(Records contained in a dataset)
**********
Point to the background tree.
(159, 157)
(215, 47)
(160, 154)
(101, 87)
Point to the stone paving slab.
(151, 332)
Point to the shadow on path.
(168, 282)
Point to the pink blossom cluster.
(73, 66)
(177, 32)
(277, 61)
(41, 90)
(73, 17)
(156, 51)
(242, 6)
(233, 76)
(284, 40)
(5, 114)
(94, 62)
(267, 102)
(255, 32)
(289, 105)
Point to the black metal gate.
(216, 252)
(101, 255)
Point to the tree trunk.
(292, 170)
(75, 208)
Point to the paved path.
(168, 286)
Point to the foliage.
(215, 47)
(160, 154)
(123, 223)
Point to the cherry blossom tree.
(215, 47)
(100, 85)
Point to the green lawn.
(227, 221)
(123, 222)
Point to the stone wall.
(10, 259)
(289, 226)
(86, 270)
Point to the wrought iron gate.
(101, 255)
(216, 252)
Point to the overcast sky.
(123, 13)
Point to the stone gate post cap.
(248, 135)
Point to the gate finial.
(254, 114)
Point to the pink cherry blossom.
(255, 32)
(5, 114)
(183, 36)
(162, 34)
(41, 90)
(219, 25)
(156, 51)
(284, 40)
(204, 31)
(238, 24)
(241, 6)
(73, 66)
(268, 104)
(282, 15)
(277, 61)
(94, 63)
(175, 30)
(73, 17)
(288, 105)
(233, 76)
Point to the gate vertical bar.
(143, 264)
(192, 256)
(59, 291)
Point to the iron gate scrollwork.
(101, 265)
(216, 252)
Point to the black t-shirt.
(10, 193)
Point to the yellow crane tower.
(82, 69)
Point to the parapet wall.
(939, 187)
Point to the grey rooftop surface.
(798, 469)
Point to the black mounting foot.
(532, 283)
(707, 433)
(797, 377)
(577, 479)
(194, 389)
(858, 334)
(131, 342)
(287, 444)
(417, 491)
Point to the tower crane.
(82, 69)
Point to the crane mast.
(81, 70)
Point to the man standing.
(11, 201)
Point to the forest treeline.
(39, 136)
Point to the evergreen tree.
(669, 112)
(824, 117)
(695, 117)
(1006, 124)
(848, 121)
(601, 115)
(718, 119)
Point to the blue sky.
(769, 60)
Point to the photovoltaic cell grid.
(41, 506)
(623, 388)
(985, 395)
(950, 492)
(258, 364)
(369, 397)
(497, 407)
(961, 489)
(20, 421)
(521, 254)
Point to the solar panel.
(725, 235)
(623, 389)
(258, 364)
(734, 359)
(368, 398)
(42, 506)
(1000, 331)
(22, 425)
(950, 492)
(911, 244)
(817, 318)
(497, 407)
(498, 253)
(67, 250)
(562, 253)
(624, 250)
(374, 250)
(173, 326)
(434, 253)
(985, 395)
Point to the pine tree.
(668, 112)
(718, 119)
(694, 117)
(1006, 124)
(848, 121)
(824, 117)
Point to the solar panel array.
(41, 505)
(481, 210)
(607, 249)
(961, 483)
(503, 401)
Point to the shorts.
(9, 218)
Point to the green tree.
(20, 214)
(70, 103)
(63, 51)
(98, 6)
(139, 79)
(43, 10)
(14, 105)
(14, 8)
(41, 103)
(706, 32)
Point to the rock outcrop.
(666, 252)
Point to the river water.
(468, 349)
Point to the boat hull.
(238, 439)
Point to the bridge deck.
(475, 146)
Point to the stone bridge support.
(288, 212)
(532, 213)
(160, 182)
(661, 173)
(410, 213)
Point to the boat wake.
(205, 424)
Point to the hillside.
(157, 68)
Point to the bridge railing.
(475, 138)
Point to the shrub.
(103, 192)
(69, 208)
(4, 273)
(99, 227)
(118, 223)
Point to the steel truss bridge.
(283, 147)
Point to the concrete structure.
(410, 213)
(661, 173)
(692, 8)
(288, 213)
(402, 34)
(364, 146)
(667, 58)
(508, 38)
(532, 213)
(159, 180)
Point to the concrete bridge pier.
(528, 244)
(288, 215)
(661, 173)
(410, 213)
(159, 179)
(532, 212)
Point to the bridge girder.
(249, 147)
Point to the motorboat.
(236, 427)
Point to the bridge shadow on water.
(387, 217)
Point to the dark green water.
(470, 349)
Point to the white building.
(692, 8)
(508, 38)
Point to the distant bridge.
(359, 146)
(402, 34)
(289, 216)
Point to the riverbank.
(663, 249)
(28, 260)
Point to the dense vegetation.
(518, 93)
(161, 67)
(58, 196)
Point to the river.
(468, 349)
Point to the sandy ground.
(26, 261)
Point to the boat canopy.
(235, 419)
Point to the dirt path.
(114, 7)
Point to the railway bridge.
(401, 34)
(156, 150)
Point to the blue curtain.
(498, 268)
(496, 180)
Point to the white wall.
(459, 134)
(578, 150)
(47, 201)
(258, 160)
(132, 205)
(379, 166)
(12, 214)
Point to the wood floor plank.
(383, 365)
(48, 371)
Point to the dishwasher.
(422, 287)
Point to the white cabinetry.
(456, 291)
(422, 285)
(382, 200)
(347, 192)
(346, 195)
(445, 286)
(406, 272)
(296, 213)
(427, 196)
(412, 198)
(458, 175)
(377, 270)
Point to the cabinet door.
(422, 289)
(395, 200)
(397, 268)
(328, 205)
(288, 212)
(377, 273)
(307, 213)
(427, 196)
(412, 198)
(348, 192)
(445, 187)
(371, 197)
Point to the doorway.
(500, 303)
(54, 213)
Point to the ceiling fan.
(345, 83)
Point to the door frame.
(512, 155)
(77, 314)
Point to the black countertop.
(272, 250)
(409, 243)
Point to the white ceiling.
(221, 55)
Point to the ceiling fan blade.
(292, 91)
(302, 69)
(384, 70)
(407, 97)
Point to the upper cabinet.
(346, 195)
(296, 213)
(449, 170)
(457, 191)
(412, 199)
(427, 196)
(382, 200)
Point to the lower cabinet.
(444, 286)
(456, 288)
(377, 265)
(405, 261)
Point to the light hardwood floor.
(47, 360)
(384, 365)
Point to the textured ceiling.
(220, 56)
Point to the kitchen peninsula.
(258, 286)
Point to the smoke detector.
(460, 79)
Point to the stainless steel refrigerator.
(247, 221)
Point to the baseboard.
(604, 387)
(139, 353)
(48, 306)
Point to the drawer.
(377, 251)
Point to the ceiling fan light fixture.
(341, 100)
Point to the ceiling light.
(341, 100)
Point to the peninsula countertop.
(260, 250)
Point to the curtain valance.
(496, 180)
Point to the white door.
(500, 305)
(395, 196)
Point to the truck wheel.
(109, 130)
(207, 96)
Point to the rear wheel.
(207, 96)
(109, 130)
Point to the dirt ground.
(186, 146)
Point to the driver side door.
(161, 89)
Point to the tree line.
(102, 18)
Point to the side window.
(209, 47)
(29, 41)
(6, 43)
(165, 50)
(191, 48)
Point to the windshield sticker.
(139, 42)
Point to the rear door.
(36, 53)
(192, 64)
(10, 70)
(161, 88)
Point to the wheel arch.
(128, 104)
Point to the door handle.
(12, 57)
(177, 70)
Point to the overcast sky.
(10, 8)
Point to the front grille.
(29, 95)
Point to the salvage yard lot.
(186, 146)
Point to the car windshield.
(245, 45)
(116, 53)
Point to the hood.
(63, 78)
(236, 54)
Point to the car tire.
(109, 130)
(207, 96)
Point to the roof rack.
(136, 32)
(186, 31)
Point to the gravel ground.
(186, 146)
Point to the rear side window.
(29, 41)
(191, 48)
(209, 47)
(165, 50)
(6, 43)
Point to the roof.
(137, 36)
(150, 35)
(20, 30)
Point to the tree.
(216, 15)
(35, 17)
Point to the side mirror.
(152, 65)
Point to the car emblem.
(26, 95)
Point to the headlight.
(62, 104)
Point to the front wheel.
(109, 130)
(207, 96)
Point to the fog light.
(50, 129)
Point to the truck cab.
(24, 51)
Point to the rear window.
**********
Work to be completed: Rescale the listing from the line holding "Point to the front grille." through the end of the listing, both ends included, by reproducing every line in that span and multiplying each coordinate in the answers by 1.15. Round each result to a whole number, with halves rounded up.

Written response:
Point to the front grille.
(33, 109)
Point to the salvage yard lot.
(214, 168)
Point to the car windshield.
(282, 52)
(133, 61)
Point to the hood.
(72, 90)
(271, 62)
Point to the car tire.
(125, 150)
(238, 110)
Point to the roof rack.
(156, 37)
(214, 36)
Point to the gravel ground.
(214, 168)
Point to the rear side window.
(33, 47)
(220, 55)
(240, 54)
(190, 58)
(7, 49)
Point to the roof.
(158, 41)
(173, 40)
(23, 35)
Point to the tree.
(248, 17)
(40, 20)
Point to the side mirror.
(175, 75)
Point to the car emblem.
(30, 109)
Point to the headlight.
(71, 120)
Point to the front wheel.
(125, 150)
(238, 110)
Point to the fog light.
(58, 148)
Point to the truck cab.
(28, 59)
Point to the rear window.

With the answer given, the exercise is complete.